Consigna 1:
Reescribe los registros cambiando "instance" por "occurrence" y conserva todo lo demás intacto.

Por Monseñor Joaquín Antonio Peñalosa

Basta el cambio de una palabra para que varíe el sentido de lo que decimos, como basta un leve giro en el manubrio para torcer la ruta del automóvil. No confundamos los niños que están en la calle con los niños que son de la calle. Unos están ahí ratos del día, otros viven ahí de continuo.

Niños “en” la calle son los que ahí trabajan sin horario fijo, en cualquier remedo de trabajo elemental y raquítico, pero trabajo al fin con el que contribuyen al gasto de la familia o compran la torta y el refresco del día. Como la pobreza es ingeniosa y la infancia imaginativa, los niños inventan los más increíbles comercios callejeros. No roban, venden. Y un niño que vende chicles o globos en la avenida es un vendedor ambulante, no un vago desarraigado como algunos los tachan.

Niños “en” la calle son los que ahí juegan y se divierten, porque ni en su caricatura de casa —dos cuartos estrechos, oscuros, tristes—, no hay lugar para hacerlo, ni tampoco tienen cerca algún campo deportivo donde pudieran jugar sin el riesgo de molestar a los transeúntes o ser atrapados por la alta marea de los automóviles.

Niños “de” la calle son aquellos que carecen de hogar. Su casa es la plaza, la estación de autobuses, el baldío, la acera ancha y ajena. Sea porque sus padres — ¿podrá llamárseles padres? —, los abandonan a su suerte o porque los mismos niños abandonaron el hogar y marcharon a la trágica aventura de vivir en la soledad y a la intemperie. En los Estados Unidos de América, el año pasado de 1993, 22 mil niños fueron abandonados, echados a la calle por quienes los engendraron. ¿Y cuántos en Brasil y en México?

Pero tanto los niños en la calle como los niños de la calle conllevan semejantes peligros, así sean mucho más activos y seguros los riesgos que sufren aquellos pequeños que pasan día y noche, la infancia toda, sin un cobijo, no una brasa que caliente el alma, ni un rincón que puedan llamar suyo. La calle es mala consejera aun para los adultos recios, con mayor razón para vidas tiernas y moldeables.

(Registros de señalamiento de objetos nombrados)
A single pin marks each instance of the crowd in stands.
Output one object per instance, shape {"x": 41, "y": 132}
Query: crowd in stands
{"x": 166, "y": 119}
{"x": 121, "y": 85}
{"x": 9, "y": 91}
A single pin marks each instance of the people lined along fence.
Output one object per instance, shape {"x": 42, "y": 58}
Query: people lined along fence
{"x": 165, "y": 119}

Consigna 2:
Transcribe sin alteraciones el pasaje del texto sobre los niños en la calle que comienza en "Basta el cambio" y termina en "algunos los tachan.".

Respuesta esperada 1:
A single pin marks each occurrence of the crowd in stands.
Output one object per occurrence, shape {"x": 41, "y": 132}
Query: crowd in stands
{"x": 166, "y": 119}
{"x": 121, "y": 85}
{"x": 9, "y": 91}
A single pin marks each occurrence of the people lined along fence.
Output one object per occurrence, shape {"x": 42, "y": 58}
Query: people lined along fence
{"x": 165, "y": 119}

Respuesta esperada 2:
Basta el cambio de una palabra para que varíe el sentido de lo que decimos, como basta un leve giro en el manubrio para torcer la ruta del automóvil. No confundamos los niños que están en la calle con los niños que son de la calle. Unos están ahí ratos del día, otros viven ahí de continuo.

Niños “en” la calle son los que ahí trabajan sin horario fijo, en cualquier remedo de trabajo elemental y raquítico, pero trabajo al fin con el que contribuyen al gasto de la familia o compran la torta y el refresco del día. Como la pobreza es ingeniosa y la infancia imaginativa, los niños inventan los más increíbles comercios callejeros. No roban, venden. Y un niño que vende chicles o globos en la avenida es un vendedor ambulante, no un vago desarraigado como algunos los tachan.